EXERCISE DIRECTIONS >> From the material below, list every line containing "instance".

RECORDED INFORMATION >>
......
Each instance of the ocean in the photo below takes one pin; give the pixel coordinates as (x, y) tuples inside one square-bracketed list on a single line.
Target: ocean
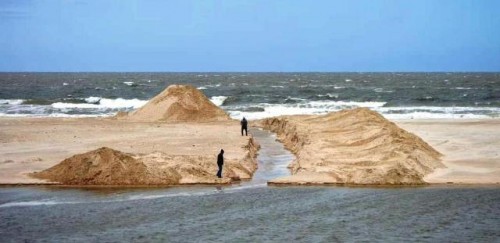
[(251, 211), (258, 95)]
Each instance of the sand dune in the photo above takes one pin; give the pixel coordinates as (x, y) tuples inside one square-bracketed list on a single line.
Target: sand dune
[(178, 103), (106, 166), (352, 147)]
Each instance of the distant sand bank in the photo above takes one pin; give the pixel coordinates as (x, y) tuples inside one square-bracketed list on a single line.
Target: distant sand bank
[(35, 144), (175, 137)]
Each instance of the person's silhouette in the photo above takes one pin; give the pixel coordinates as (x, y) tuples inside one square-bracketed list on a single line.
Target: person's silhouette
[(244, 126), (220, 162)]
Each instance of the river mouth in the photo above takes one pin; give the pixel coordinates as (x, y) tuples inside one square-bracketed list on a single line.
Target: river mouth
[(272, 160)]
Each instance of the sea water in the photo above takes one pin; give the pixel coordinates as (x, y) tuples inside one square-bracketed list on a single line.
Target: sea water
[(251, 211), (258, 95)]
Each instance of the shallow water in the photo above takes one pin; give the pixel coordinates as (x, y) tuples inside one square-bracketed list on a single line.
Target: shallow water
[(251, 211)]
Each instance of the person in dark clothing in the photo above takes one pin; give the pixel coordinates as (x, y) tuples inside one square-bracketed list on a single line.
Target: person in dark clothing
[(244, 126), (220, 162)]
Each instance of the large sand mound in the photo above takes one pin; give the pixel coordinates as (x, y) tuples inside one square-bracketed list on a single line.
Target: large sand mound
[(178, 103), (356, 146), (103, 166), (106, 166)]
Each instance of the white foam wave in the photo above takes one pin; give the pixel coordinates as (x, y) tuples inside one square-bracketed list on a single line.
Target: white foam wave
[(102, 103), (308, 108), (92, 99), (323, 107), (218, 100), (11, 102)]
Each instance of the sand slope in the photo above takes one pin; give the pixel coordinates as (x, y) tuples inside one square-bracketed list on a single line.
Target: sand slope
[(356, 146), (178, 103), (106, 166)]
......
TASK OUTPUT >>
Each instance of the ocean in the photo below takes one pin; give the pixel coordinates as (x, y) tuples inside one square-bracketed list on a single line.
Each instance of the sand dune in the photo above takes one pin; give the pixel coordinates as (x, y) tuples inside one square-bracketed list on a single line.
Each instance of the distant sand bank in the photo above takes one pin; give the pixel coordinates as (x, y) tuples inside one square-bracketed list on a single line.
Each instance of the person's silhouette in the photo above takes one pin; give the pixel coordinates as (x, y) tuples inside one square-bracketed list on a single line.
Each instance of the river mouth in the photo above takes one pin; give the pixel coordinates as (x, y) tuples inside one square-bracketed list on a single line.
Each instance of the sea water in the photo above takes one pin; give the pixel coordinates as (x, y) tuples inside one square-bracketed list on a single line.
Each instance of the shallow water in the photo above takes one pin; give the pixel coordinates as (x, y) tuples inside one square-bracketed list on a single line.
Each instance of the person in dark clothing in the photo above takes one pin; give the pixel coordinates as (x, y) tuples inside one square-bracketed list on a single line.
Each instance of the large sand mound in the photo above takes one pin; give the pixel coordinates as (x, y) tuples inside one square-bracketed list on a single line.
Each instance of the white foam wave in the photo above takes one pin; give the pixel coordinates as (x, y) tuples inside one square-bracketed list on a single line.
Each instance of the sand slope in the photo above takes one pin; give the pixel coordinates as (x, y) tuples inside one square-bracketed list on a single line.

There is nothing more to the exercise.